TEXTAUSZUG:
####

Honda Super Cub

02 You Meet The Nicest People

Soichiros Weltwunder: das meistverkaufte Motorfahrzeug der Welt

Das meistverkaufte Motorfahrzeug der Welt gelangte in Deutschland erst Ende 2018 in den Verkauf und lief (wegen Euro 4) nach zwei Jahren wieder aus. Mitte 2022 kehrte das Neo-Retro-aufgezwirbelte Leichtkraftrad mit Euro 5-Zulassung und als Zweisitzer aufgerüstet zurück. Grund genug, die spezielle Historie der Honda Super Cub zu würdigen

Es liegt in der Natur der Dinge und im Mysterium des Universums, dass motorisierte Zweiräder direkt ins Herz fahren. Meist mit Highspeed, Schräglagen, Sound und begeisternder Technik. Hondas Super Cub hingegen ragt als simple Mobilitätslösung aus der Masse heraus. Das bescheidene Vehikel wird seit über 60 Jahren verkauft und hat es zum erfolgreichsten Motorfahrzeug der Welt gebracht. Die kumulierten Produktionszahlen übertreffen selbst Legenden wie VW Käfer (21,5 Mio.) und Ford T (15 Mio.) zusammen um mehr als das Dreifache. Das Jubiläum mit unfassbaren 100 Millionen Exemplaren wurde bereits 2017 gefeiert, inzwischen dürfte die Gesamtproduktion über 120 Millionen erreicht haben.

Die Produktion der Super Cub begann im August 1958 im Werk Yamato nördlich von Tokio. Die Company von Gründer Soichiro Honda war damals zehn Jahre jung. Ziel war, nützliche Mobilitäts-Eigenschaften im Alltag mit einfacher Bedienung zu verknüpfen, dazu kostengünstig, zuverlässig und sparsam zu sein. Das Drei-Letter Kürzel Cub umschrieb den Einsatzzweck ebenso trefflich wie kurz und bündig: „Cheap Urban Bike“.

Honda Super Cub C125
Die Ur-Super Cub CC 100 von 1958. Die Vorderradführung orientierte sich an der Körpersprache eines Straußenvogels aus dem Disney-Trickfilm Bambi

Die Nachfrage überflügelte alle Erwartungen und war auf eine Reihe von Merkmalen zurückzuführen. Die robuste Langlebigkeit des 4,5 PS starken 50-ccm-Viertaktmotors (im Gegensatz zu gängigen Zweitaktern), eine Fliehkraftkupplung, die die Bedienung vereinfachte, das Design mit dem Durchstiegsrahmen sowie großem Beinschild als Schutz vor Fahrtwind und Regen. Auf erstaunliche Verkäufe im Inland folgten Erfolge im Export, zuerst in Amerika und schließlich im asiatischen Raum. In Varianten mit 50 und später 65, 70, 90, 100, 110 und 125 ccm Hubraum sollte die Super Cub über Jahrzehnte rund um den Globus gefertigt und verkauft werden. In Regionen mit Entwicklungsbedarf bestimmen die preiswerten Flitzer bis heute das Straßenbild und sind für die Mobilität von Millionen Menschen von Bedeutung.

####

AUFGABEN:
a. Prüfe für jede Aussage, ob sie zum Artikel zur Honda Super Cub passt, und antworte mit Ja oder Nein samt den ausschlaggebenden Worten im genauen Wortlaut: (i) Die Produktion der Super Cub begann 1958 im Werk Yamato. (ii) Die Super Cub hatte einen Zweitaktmotor. (iii) Nach dem Inlandsgeschäft feierte die Super Cub ihre ersten Exporterfolge in Asien.
b. Entnimm dem Artikel zur Honda Super Cub wortgetreu den Abschnitt zwischen „Die Nachfrage überflügelte“ und „Menschen von Bedeutung.“, beide eingeschlossen.
c. Führe den Artikel zur Honda Super Cub nach seinem letzten Satz fort.

####

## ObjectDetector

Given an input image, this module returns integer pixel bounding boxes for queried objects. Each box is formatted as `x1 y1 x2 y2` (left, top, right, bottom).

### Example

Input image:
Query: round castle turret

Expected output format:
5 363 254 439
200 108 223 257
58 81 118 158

####

LÖSUNGEN JE AUFGABE:
a.
(i) Ja: „Die Produktion der Super Cub begann im August 1958 im Werk Yamato nördlich von Tokio.“
(ii) Nein: „50-ccm-Viertaktmotors (im Gegensatz zu gängigen Zweitaktern)“
(iii) Nein: „Erfolge im Export, zuerst in Amerika und schließlich im asiatischen Raum“

b.
Die Nachfrage überflügelte alle Erwartungen und war auf eine Reihe von Merkmalen zurückzuführen. Die robuste Langlebigkeit des 4,5 PS starken 50-ccm-Viertaktmotors (im Gegensatz zu gängigen Zweitaktern), eine Fliehkraftkupplung, die die Bedienung vereinfachte, das Design mit dem Durchstiegsrahmen sowie großem Beinschild als Schutz vor Fahrtwind und Regen. Auf erstaunliche Verkäufe im Inland folgten Erfolge im Export, zuerst in Amerika und schließlich im asiatischen Raum. In Varianten mit 50 und später 65, 70, 90, 100, 110 und 125 ccm Hubraum sollte die Super Cub über Jahrzehnte rund um den Globus gefertigt und verkauft werden. In Regionen mit Entwicklungsbedarf bestimmen die preiswerten Flitzer bis heute das Straßenbild und sind für die Mobilität von Millionen Menschen von Bedeutung.

c.
 

Legendäre Geschichten mit sechsstelligen Laufleistungen ranken sich um die Zuverlässigkeit. Es gab sogar (britische) TV-Ungustl, die eine alte Super Cub mit Frittieröl betrieben, hemmungslos Frachtgut aufpackten, vom Hochhaus stürzen ließen und ins Meerwasser warfen. Natürlich ließ sich das arme Ding nicht umbringen, sondern stellte auch hier seine Unkaputtbarkeit unter Beweis.

2018 präsentierte Honda eine modernisierte 125er Super Cub im Retro-Look. Mit Gussfelgen, Scheibenbremse, Smartkey-System und LED-Lichttechnik. Damit schlug man ein weiteres Kapitel auf, denn die C125 als Einsitzer und mit Euro 4 sollte auch in europäischen Märkten ins Programm rücken, denen frühere Super Cub-Modelle vorenthalten blieben. So auch in Deutschland. Zielsetzung: Usern mit einen Faible für Retro-Design eine ansehnlich-fashionable Lösung zur individuellen Mobilität in urbanen Bereichen anzubieten.

Das Ur-Modell der Super Cub mit 4,5 PS starkem 50er-Motor entstand unter der Leitung von Soichiro Honda. Der begnadete Technikus hätte eigentlich lieber ein ausgewachsenes Motorrad oder gleich eine Rennmaschine gebaut, um die Leistungsfähigkeit seiner aufstrebenden Firma unter Beweis zu stellen. Takeo Fujisawa, das Verkaufsgenie an seiner Seite und später Vizepräsident, überzeugte ihn jedoch, vorher ein leichtes und praktisches Transportmittel zu entwickeln. Mr. Honda würdigte die bedeutende Rolle für den Erfolg des weltgrößten Motorradherstellers in seinen Memoiren mit dem Hinweis, dass auf den Tanks der Maschinen eigentlich der Doppelname Honda-Fujiwara seine Berechtigung gehabt hätte.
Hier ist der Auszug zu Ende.